▶ Your instructions: Continue the Doppler Effect article from its last sentence.

▶ Provided passage:
Doppler Effect - Definition, Formula, Examples, Uses, FAQs

The Doppler Effect is a fascinating phenomenon observed when the source of a sound or light wave moves relative to an observer, leading to a change in the perceived frequency of the wave. Named after the Austrian physicist Christian Doppler, who first proposed it in 1842, this effect is commonly experienced in everyday life. For instance, when an ambulance with a blaring siren speeds past you, the pitch of the siren appears higher as it approaches and lower as it moves away. This shift in frequency isn't just limited to sound; it's also critical in astronomy for measuring the speed and direction of distant stars and galaxies. The Doppler Effect is also used in radar technology, medical imaging, and even in determining the velocity of blood flow in arteries, making it a crucial concept with wide-ranging real-life applications. In this article, we will discuss the concept of the Doppler Effect with solved examples.

What is the Doppler Effect?

The Doppler Effect is the change in the frequency or wavelength of a wave in relation to an observer who is moving relative to the wave source. It occurs when the source of the wave (such as sound, light, or other types of waves) and the observer are in motion relative to each other.

Whenever there is a relative motion between a source of sound and the listener, the apparent frequency/wavelength of sound heard by the listener is different from the actual frequency/wavelength of sound emitted by the source.

When the distance between the source and listener is increasing the apparent frequency decreases. It means the apparent frequency is less than the actual frequency of sound. The reverse of this process is also true.

▶ Given entries:
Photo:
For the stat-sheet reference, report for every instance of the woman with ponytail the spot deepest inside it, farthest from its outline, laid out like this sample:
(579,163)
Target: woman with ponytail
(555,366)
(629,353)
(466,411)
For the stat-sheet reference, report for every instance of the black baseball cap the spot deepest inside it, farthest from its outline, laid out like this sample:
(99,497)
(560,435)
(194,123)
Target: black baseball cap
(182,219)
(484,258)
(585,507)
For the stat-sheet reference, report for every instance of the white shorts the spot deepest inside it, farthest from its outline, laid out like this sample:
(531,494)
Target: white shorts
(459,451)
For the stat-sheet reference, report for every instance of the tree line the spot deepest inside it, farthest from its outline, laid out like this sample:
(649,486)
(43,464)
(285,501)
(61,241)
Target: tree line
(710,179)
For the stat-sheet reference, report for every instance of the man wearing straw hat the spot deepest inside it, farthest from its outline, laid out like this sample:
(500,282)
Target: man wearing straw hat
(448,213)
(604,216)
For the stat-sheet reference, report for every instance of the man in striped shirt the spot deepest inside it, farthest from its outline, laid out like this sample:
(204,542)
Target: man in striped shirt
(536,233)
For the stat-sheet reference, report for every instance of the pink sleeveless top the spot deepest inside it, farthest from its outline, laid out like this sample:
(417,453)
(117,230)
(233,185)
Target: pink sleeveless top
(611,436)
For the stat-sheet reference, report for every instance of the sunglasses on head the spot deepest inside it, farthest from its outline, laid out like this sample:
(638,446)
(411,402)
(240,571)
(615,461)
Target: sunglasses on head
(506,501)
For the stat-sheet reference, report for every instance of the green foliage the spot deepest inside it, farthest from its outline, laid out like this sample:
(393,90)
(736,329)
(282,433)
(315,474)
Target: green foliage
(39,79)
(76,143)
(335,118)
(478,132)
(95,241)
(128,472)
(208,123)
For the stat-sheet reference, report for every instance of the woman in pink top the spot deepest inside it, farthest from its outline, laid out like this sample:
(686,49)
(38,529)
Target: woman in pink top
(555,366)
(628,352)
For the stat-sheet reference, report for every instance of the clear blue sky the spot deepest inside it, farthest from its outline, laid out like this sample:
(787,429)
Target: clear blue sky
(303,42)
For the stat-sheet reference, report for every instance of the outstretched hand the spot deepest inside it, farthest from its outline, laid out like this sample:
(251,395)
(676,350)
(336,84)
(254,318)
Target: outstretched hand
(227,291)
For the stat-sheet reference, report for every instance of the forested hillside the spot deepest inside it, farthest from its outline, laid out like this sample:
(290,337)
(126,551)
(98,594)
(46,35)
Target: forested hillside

▶ Answer to this task:
General expression for apparent frequency $f_{a p p}=\frac{\left[\left(v+v_m\right)-v_o\right] f}{\left[\left(v+v_m\right)-v_s\right]}$

Now, for different conditions, the value of apparent frequency will change. Here f = Actual frequency; v₀= Velocity of observer; v_S = Velocity of source, v_M = Velocity of medium and v = Velocity of sound wave

There are some sign conventions for the velocities - along the direction Source to Listener are taken as positive and all velocities along the direction Listener to Source are taken as negative.

If the velocity of the medium is zero then the formula becomes $f_{a p p}=\left(\frac{v-v_o}{v-v_s}\right) f$

Now we will discuss some important cases and based on that the formulas

(1) Source is moving towards the listener and the listener at rest $f_{a p p}=\frac{v}{v-v_s} \cdot f$
(2) Source is moving away from the listener and the listener is at rest $f_{a p p}=\frac{v}{v+v_s} \cdot f$
(3) Source is at rest but the listener is moving away from the source $f_{a p p}=\frac{v-v_L}{v} f$
(4) Source is at rest but the listener is moving towards the source $f_{\text {app }}=\frac{v+v_L}{v} f$
(5) When the Source and listener are approaching each other $f_{\text {app }}=\left(\frac{v+v_L}{v-v_S}\right) f$
(6) When the Source and listener move away from each other $f_{a p p}=\left(\frac{v-v_L}{v+v_s}\right) f$

Note - Source and listener move perpendicular to the direction of wave propagation i.e., f_app = f. It means there is no change in the frequency of the sound heard for the small displacement of the source and listener at a right angle to the direction of wave propagation but this is not true for large displacement. For a large displacement, the frequency decreases because the distance between the source of sound and the listener increases.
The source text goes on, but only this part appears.